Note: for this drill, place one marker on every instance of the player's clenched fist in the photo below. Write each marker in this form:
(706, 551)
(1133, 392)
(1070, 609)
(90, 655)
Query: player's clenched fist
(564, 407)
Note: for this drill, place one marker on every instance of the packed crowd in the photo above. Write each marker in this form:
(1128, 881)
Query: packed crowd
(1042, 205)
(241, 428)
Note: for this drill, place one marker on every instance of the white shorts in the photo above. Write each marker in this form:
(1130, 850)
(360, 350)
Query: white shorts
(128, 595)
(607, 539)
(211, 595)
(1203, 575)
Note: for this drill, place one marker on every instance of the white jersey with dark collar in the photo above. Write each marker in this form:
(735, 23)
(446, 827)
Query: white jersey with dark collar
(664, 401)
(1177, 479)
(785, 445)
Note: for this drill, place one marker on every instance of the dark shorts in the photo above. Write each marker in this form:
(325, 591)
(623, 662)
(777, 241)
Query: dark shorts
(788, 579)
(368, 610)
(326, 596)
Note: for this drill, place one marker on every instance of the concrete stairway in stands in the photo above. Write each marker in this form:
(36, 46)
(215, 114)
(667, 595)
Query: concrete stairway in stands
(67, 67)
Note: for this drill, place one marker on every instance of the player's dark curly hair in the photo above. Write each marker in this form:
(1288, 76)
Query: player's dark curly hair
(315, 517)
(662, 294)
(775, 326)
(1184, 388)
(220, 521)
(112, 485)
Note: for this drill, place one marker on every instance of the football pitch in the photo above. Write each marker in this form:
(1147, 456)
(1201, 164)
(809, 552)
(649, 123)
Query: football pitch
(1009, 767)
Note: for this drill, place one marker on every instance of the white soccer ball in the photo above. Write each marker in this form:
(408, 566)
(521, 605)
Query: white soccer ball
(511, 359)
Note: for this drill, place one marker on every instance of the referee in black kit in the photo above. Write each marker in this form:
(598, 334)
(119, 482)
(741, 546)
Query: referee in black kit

○ ○ ○ ○ ○

Each line of the material is to be returned precisely as written.

Note: for this drill, place one marker on every instance of the player's clenched fist in the photo below. Write each marker in this form:
(706, 551)
(1133, 392)
(1070, 609)
(90, 655)
Query: player's clenched fist
(564, 407)
Note: for this drill, place one marker on every instance of the packed crowd in the photo above. Write each marker in this form:
(1128, 881)
Query: packed crowd
(1042, 205)
(241, 428)
Note: for this drill, place one marker on every instance of the white shorts in the photo above. Write each marker in this form:
(1130, 850)
(360, 350)
Query: white shorts
(128, 595)
(607, 539)
(211, 595)
(1203, 575)
Note: for this drill, place one marker on every instance of the white jersey with dark collar in the photo above. Write each marker in this form:
(735, 23)
(446, 827)
Query: white jersey with dark collar
(664, 401)
(1177, 479)
(785, 445)
Note: for this drill, place one marker on every instance of the dark shorts in the photo above. Write each marker in this form:
(325, 591)
(623, 662)
(777, 241)
Query: dark shorts
(788, 579)
(368, 610)
(326, 596)
Note: for this drill, place one marker on every instance of the concrete stairway in stands in the photo above. Write each marker in this form:
(36, 46)
(215, 114)
(667, 595)
Query: concrete stairway in stands
(67, 67)
Note: for this drill, place one marker on every instance of the player's dark curly hair in the photo above. Write each marker in this form:
(1288, 76)
Query: player's dark curly hair
(315, 517)
(662, 294)
(775, 326)
(1184, 388)
(220, 521)
(112, 485)
Note: for this drill, place one marker on every instance of the football pitch in the photo above. Write each marker in this form:
(1147, 456)
(1201, 164)
(809, 552)
(649, 123)
Query: football pitch
(1009, 767)
Note: for this drill, place one marker on every instance of the white soccer ball in the photo above. Write each marker in this form:
(408, 566)
(521, 605)
Query: white soccer ball
(511, 359)
Note: for this drill, place one marker on every instance of the referee in black kit in the photo above. Write each marker in this form:
(598, 334)
(119, 482)
(741, 546)
Query: referee in black kit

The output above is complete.